__TEXTE PROPOSÉ__.
_____

L’OSINT est donc un outil puissant qui permet à tout-à-chacun de mettre en place une unité de renseignement.
 
  • Aux "osinteurs" en herbe, il a recommandé de ne pas prendre de risques et de s’abstenir à prendre des initiatives hasardeuses.
  • Aux organisations souhaitant se prémunir contre les risques liés à l'OSINT de mener une réflexion sur leurs usages sur les réseaux sociaux et leurs partenaires économiques.
 
En effet, les évolutions technologiques étant particulièrement rapides des actions qui étaient considérées encore comme impossibles il y a deux ans ne le sont plus, mais en plus à des prix que l’on peut juger acceptables, comme par exemple la reconstitution de clés à partir d’une photographie et une imprimante 3D, même chose avec les photographies de pass-entreprise, qui à défaut d’être fonctionnels peuvent faire illusion.

Il déplore :
 
  • Les partages excessifs sur les réseaux sociaux : Le besoin compulsif et constant de partager sa vie sur les réseaux sociaux fournit un volume important d'informations qui peut être détourné. S. Hajri souligne que des détails apparemment anodins, comme la photo d'un restaurant, un commentaire laissé auprès d’un professionnel, peut révéler des informations de localisation et des habitudes.
  • Le mélange vie professionnelle et personnelle : Utiliser une adresse mail professionnelle pour des comptes personnels ou vice versa facilite le travail des attaquants qui peuvent relier différentes facettes de la vie d'une cible et exploiter les faiblesses de l'une pour atteindre l'autre.
  • Le manque de sensibilisation : Sylvain Hajri regrette le manque de sensibilisation du grand public et des entreprises aux malveillances informatiques. Il cite l'exemple de la Chine qui diffuse des vidéos de sensibilisation dans ses TGV, une initiative qu'il aimerait voir en France.

_____

[Entrées de la collection]
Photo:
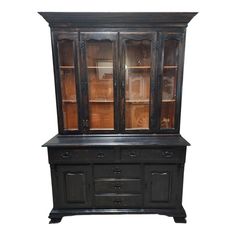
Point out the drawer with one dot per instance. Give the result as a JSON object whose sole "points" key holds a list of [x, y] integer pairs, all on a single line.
{"points": [[119, 201], [117, 171], [161, 155], [83, 155], [117, 186]]}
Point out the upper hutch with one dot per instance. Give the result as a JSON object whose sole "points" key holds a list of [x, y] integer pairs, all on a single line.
{"points": [[118, 79]]}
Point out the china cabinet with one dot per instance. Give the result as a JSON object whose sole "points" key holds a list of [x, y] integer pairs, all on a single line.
{"points": [[118, 80]]}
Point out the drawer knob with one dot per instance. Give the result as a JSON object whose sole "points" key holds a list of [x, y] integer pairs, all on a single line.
{"points": [[116, 171], [100, 155], [117, 186], [117, 201], [167, 154], [66, 155], [132, 155]]}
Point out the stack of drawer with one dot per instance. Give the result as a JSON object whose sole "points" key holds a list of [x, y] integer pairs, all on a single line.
{"points": [[118, 186]]}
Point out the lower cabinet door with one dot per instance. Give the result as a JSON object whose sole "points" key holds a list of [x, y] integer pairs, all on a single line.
{"points": [[74, 183], [161, 186]]}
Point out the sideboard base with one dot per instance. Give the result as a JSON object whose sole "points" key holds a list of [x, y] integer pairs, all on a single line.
{"points": [[56, 215]]}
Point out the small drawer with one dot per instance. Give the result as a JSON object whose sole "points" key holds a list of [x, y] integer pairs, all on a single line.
{"points": [[117, 186], [119, 201], [83, 155], [117, 171], [161, 155]]}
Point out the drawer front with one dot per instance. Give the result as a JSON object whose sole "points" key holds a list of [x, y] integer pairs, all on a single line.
{"points": [[69, 155], [117, 171], [161, 155], [119, 201], [118, 186]]}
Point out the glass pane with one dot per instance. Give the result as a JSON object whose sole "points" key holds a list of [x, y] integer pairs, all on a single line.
{"points": [[68, 87], [137, 84], [100, 84], [170, 74]]}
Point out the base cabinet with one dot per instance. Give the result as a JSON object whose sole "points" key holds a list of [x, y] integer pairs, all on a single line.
{"points": [[74, 186], [161, 185], [119, 186]]}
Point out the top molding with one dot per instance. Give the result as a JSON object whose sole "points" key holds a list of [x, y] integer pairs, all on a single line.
{"points": [[118, 19]]}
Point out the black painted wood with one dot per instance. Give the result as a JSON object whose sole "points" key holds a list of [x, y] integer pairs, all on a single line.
{"points": [[115, 140], [119, 172], [112, 19]]}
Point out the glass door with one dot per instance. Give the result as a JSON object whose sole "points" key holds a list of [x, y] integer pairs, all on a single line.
{"points": [[170, 81], [67, 83], [100, 59], [138, 58]]}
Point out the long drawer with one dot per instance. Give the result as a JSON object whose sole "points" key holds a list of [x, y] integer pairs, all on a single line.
{"points": [[160, 155], [119, 201], [117, 185], [83, 155], [117, 171]]}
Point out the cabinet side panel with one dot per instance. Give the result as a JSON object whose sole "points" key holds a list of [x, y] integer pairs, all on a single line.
{"points": [[75, 187], [160, 186]]}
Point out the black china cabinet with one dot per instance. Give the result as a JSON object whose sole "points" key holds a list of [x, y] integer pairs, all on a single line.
{"points": [[118, 79]]}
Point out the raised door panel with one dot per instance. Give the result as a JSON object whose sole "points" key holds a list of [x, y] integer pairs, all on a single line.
{"points": [[67, 86], [99, 57], [138, 67], [74, 186], [161, 185], [171, 81]]}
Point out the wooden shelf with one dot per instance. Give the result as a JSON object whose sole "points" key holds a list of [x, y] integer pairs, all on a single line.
{"points": [[170, 67], [99, 67], [144, 101], [137, 67], [101, 101], [169, 100], [67, 67], [101, 128], [69, 101], [139, 128]]}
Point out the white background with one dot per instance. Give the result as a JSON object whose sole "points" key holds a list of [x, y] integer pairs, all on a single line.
{"points": [[28, 119]]}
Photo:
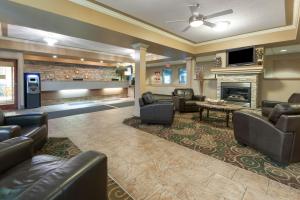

_____

__CONSIGNE 1__.
Recopiez intégralement le texte sur l'OSINT.
__CONSIGNE 2__.
Dans la liste, reproduisez le passage allant de la ligne qui contient « Point out the white » jusqu'à la fin, en substituant « plain background » à « white background » et sans rien modifier d'autre. Laissez les images de côté dans votre réponse.
Le texte et la liste ne proviennent pas de la même source.

__RÉPONSE RÉDIGÉE 1__.
L’OSINT est donc un outil puissant qui permet à tout-à-chacun de mettre en place une unité de renseignement.
 
  • Aux "osinteurs" en herbe, il a recommandé de ne pas prendre de risques et de s’abstenir à prendre des initiatives hasardeuses.
  • Aux organisations souhaitant se prémunir contre les risques liés à l'OSINT de mener une réflexion sur leurs usages sur les réseaux sociaux et leurs partenaires économiques.
 
En effet, les évolutions technologiques étant particulièrement rapides des actions qui étaient considérées encore comme impossibles il y a deux ans ne le sont plus, mais en plus à des prix que l’on peut juger acceptables, comme par exemple la reconstitution de clés à partir d’une photographie et une imprimante 3D, même chose avec les photographies de pass-entreprise, qui à défaut d’être fonctionnels peuvent faire illusion.

Il déplore :
 
  • Les partages excessifs sur les réseaux sociaux : Le besoin compulsif et constant de partager sa vie sur les réseaux sociaux fournit un volume important d'informations qui peut être détourné. S. Hajri souligne que des détails apparemment anodins, comme la photo d'un restaurant, un commentaire laissé auprès d’un professionnel, peut révéler des informations de localisation et des habitudes.
  • Le mélange vie professionnelle et personnelle : Utiliser une adresse mail professionnelle pour des comptes personnels ou vice versa facilite le travail des attaquants qui peuvent relier différentes facettes de la vie d'une cible et exploiter les faiblesses de l'une pour atteindre l'autre.
  • Le manque de sensibilisation : Sylvain Hajri regrette le manque de sensibilisation du grand public et des entreprises aux malveillances informatiques. Il cite l'exemple de la Chine qui diffuse des vidéos de sensibilisation dans ses TGV, une initiative qu'il aimerait voir en France.

__RÉPONSE RÉDIGÉE 2__.
Point out the plain background with one dot per instance. Give the result as a JSON object whose sole "points" key holds a list of [x, y] integer pairs, all on a single line.
{"points": [[28, 119]]}
Photo:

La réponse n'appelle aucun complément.